[Lines of data]
## BEGIN

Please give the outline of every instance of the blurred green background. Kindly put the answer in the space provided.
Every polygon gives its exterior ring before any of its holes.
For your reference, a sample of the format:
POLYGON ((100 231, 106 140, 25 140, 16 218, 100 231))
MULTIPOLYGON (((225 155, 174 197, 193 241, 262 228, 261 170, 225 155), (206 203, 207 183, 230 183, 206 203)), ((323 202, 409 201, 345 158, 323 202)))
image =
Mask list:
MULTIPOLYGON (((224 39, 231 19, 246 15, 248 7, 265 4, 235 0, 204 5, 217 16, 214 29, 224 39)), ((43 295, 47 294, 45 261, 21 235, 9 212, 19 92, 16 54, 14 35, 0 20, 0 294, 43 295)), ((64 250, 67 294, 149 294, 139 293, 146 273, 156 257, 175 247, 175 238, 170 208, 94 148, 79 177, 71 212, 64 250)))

## END

■ Goal
Copy out the full set of records precisely, leaving nothing out.

■ Complete response
Please give the outline of every instance of the blurred green background. Kindly put the answer in the space provided.
Every polygon gives its exterior ring before any of its holes.
For your reference, a sample of the format:
POLYGON ((100 231, 106 140, 25 140, 16 218, 100 231))
MULTIPOLYGON (((225 155, 174 197, 193 241, 262 228, 261 170, 225 155), (206 203, 207 183, 230 183, 206 203)), ((323 202, 409 201, 345 158, 323 202)))
image =
Mask list:
MULTIPOLYGON (((224 39, 231 19, 246 15, 248 7, 265 4, 235 0, 204 5, 217 16, 214 29, 224 39)), ((43 295, 47 294, 45 261, 21 235, 9 212, 19 92, 16 54, 14 35, 0 20, 0 294, 43 295)), ((64 250, 67 294, 149 294, 139 293, 146 273, 156 257, 175 247, 175 238, 170 208, 94 148, 79 177, 71 212, 64 250)))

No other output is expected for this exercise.